**Given passage:**
MEXICO CITY—The telephone call came shortly after
Claudio X. González
said in a speech that Mexico’s president belonged in a corruption “hall of infamy” because his indifference to fighting graft had allowed it to thrive.
On the line, an angry top government official let Mr. González know just how “offended” President
Enrique Peña Nieto’s
administration was over his comments.
“His tone was accusatory and threatening,” said Mr. González, 54, a silver-haired lawyer who heads Mexicans Against Corruption and Impunity, one of a growing number of nonprofit organizations leading the fight against corruption here, rankling the government along the way.
A month after getting that call earlier this year, Mr. González’s workday was interrupted by a volley of calls. Employees from four other nonprofit groups he had previously headed, as well as a person working at his home, all called to say government tax and labor auditors were at their doors. They had come to serve notice that all four organizations and Mr. González himself would be facing a total of nine government inspections; Mexicans Against Corruption came under scrutiny two months later.
“We read it as a very clear message of intimidation,” said
María Amparo Casar,
the organization’s co-president.
Mexico’s tax agency declined to comment on specific audits. A representative for Mexico’s public social-security institute, which undertakes labor audits, didn’t respond to calls seeking comment. Spokesmen for the tax agency and for the presidency said earlier this year the government had begun a campaign to audit nonprofit groups to assure they weren’t being used to launder illicit funds.
A person close to the president said he knew of no telephone calls from any high official to Mr. González expressing presidential displeasure and that Mr. Peña Nieto didn’t have a problem with Mr. González. The person added, however, that he thought Mr. González’s remarks about the president had been rude.

Entries from a pointing dataset:

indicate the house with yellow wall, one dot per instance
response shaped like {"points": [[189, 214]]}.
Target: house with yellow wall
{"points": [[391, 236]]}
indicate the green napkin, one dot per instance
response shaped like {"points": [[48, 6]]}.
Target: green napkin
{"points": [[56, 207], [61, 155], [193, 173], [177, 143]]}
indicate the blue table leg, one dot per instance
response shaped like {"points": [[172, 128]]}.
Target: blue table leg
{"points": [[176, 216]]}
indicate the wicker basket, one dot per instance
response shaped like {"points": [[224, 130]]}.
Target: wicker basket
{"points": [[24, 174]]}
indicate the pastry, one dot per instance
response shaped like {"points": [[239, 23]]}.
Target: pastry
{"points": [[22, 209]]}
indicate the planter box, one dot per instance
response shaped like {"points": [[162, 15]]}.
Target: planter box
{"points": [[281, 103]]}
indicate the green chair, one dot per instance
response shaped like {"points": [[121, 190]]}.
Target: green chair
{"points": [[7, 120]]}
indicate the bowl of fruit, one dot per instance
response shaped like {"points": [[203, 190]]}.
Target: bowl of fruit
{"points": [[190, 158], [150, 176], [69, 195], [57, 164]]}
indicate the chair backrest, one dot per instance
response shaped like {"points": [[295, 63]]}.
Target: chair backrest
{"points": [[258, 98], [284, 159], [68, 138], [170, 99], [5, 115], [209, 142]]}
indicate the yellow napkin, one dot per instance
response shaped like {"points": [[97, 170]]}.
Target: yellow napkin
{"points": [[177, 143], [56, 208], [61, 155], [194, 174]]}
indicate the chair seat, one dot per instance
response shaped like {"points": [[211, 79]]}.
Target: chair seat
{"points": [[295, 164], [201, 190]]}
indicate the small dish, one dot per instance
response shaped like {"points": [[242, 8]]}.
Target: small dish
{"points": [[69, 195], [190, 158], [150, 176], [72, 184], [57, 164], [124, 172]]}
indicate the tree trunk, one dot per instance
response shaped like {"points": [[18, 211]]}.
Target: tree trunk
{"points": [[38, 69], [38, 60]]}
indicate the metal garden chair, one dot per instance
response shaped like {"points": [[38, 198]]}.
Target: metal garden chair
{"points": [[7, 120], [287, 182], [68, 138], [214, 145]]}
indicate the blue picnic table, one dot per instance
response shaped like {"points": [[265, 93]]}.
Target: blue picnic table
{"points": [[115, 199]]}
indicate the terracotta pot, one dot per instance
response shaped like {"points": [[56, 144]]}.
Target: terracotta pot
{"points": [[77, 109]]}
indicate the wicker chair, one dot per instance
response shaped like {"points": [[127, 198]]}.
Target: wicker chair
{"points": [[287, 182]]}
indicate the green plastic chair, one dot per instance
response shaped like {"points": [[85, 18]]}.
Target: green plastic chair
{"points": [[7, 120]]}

**Requests:**
a: Print the part of the article on Mexico's anticorruption groups that opens with the words containing "MEXICO CITY—The telephone" and closes with "along the way.".
b: Take the entries from the line that contains "indicate the terracotta" through the end of the entries, and substitute "rattan" for "wicker". Return only those lines, with everything else left as it is.

**Response list:**
a:
MEXICO CITY—The telephone call came shortly after
Claudio X. González
said in a speech that Mexico’s president belonged in a corruption “hall of infamy” because his indifference to fighting graft had allowed it to thrive.
On the line, an angry top government official let Mr. González know just how “offended” President
Enrique Peña Nieto’s
administration was over his comments.
“His tone was accusatory and threatening,” said Mr. González, 54, a silver-haired lawyer who heads Mexicans Against Corruption and Impunity, one of a growing number of nonprofit organizations leading the fight against corruption here, rankling the government along the way.

b:
indicate the terracotta pot, one dot per instance
response shaped like {"points": [[56, 144]]}.
Target: terracotta pot
{"points": [[77, 109]]}
indicate the rattan chair, one dot per instance
response shaped like {"points": [[127, 198]]}.
Target: rattan chair
{"points": [[287, 182]]}
indicate the green plastic chair, one dot per instance
response shaped like {"points": [[85, 18]]}.
Target: green plastic chair
{"points": [[7, 120]]}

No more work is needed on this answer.